* _Data records_:
▼▼▼

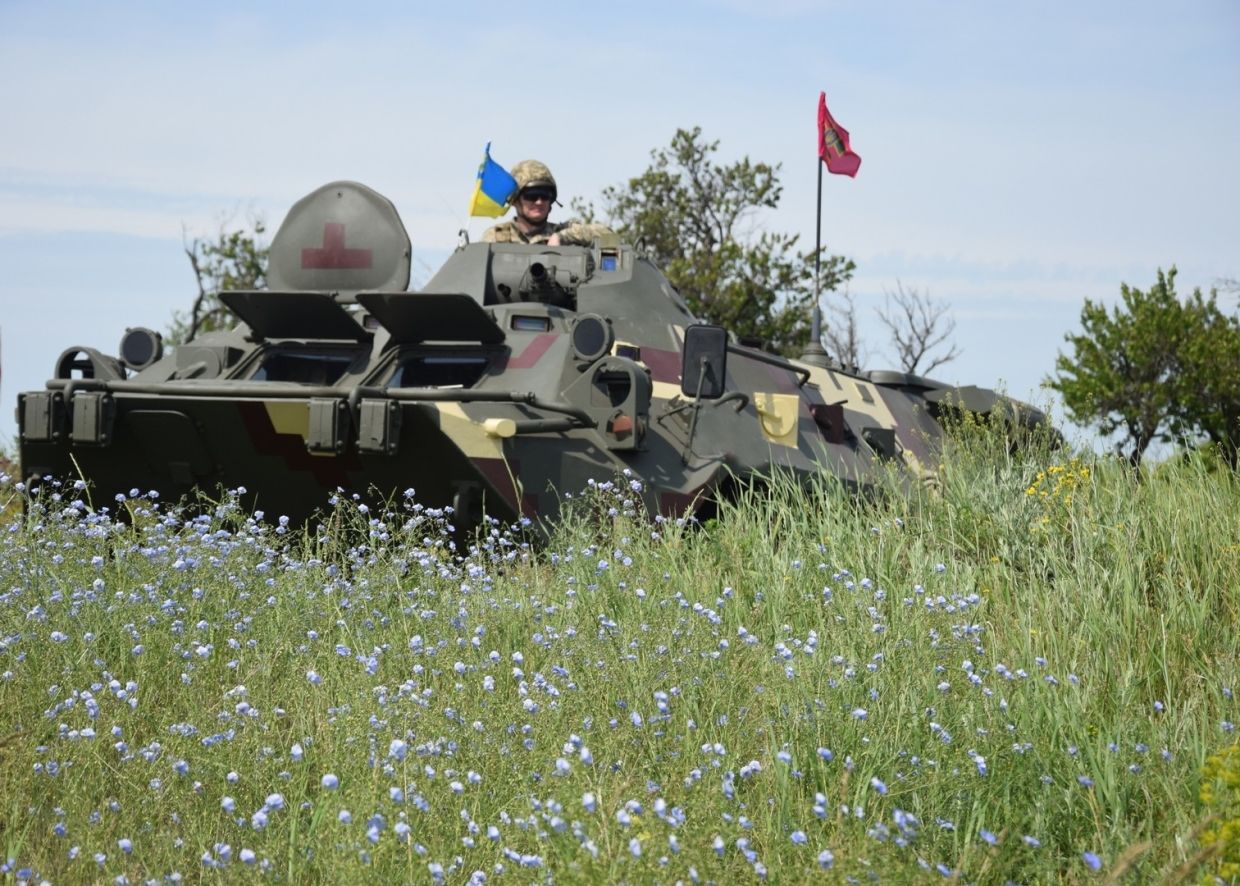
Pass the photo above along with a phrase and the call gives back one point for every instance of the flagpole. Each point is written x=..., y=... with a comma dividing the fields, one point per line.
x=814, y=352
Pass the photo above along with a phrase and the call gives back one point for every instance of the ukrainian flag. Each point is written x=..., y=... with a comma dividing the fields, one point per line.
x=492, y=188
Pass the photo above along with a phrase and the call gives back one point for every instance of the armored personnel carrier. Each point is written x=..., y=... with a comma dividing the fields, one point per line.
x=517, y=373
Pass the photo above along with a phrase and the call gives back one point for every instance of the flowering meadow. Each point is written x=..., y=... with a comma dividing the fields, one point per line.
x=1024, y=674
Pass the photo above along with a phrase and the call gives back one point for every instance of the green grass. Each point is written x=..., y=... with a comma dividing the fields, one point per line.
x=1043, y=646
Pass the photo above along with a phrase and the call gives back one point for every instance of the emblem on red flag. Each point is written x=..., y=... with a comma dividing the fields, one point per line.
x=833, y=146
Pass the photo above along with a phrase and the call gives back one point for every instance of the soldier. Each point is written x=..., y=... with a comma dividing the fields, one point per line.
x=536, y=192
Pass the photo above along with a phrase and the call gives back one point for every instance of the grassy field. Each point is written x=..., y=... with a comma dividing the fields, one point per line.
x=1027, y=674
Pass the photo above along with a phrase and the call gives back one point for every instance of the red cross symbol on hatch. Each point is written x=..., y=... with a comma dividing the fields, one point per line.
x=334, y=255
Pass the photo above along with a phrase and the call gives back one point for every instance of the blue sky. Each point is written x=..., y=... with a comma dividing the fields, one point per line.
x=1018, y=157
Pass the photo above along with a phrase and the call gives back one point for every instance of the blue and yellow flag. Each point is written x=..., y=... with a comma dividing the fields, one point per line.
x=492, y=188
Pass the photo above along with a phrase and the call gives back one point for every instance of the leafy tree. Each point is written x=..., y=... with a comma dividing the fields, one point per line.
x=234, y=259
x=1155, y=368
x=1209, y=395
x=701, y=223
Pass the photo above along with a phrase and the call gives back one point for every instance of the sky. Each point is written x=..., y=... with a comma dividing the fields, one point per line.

▲▲▲

Copy out the rows beginning with the line that contains "of the armored" and continuing through the line that contains "x=1043, y=646", both ends included, with each request left unchanged. Multiply every x and y coordinate in the answers by 1.7, and round each result to the nearest whole number, rounding halves up.

* _Solution to this task_:
Pass the photo above along with a phrase and the call gives back one point for every instance of the armored personnel carrier. Each point is written x=..., y=... with a comma dividing the fields, one point per line.
x=879, y=634
Pass the photo above along with a phrase and the call gives back one point for every instance of the flowering meadow. Each point is written x=..., y=... with a comma dividing the fields, one point per line.
x=1741, y=1146
Pass the photo above along with a phrase and the call gives back one point for every instance of the green grass. Each point is written x=..., y=... with a comma dividing the fields, one point per line.
x=1773, y=1098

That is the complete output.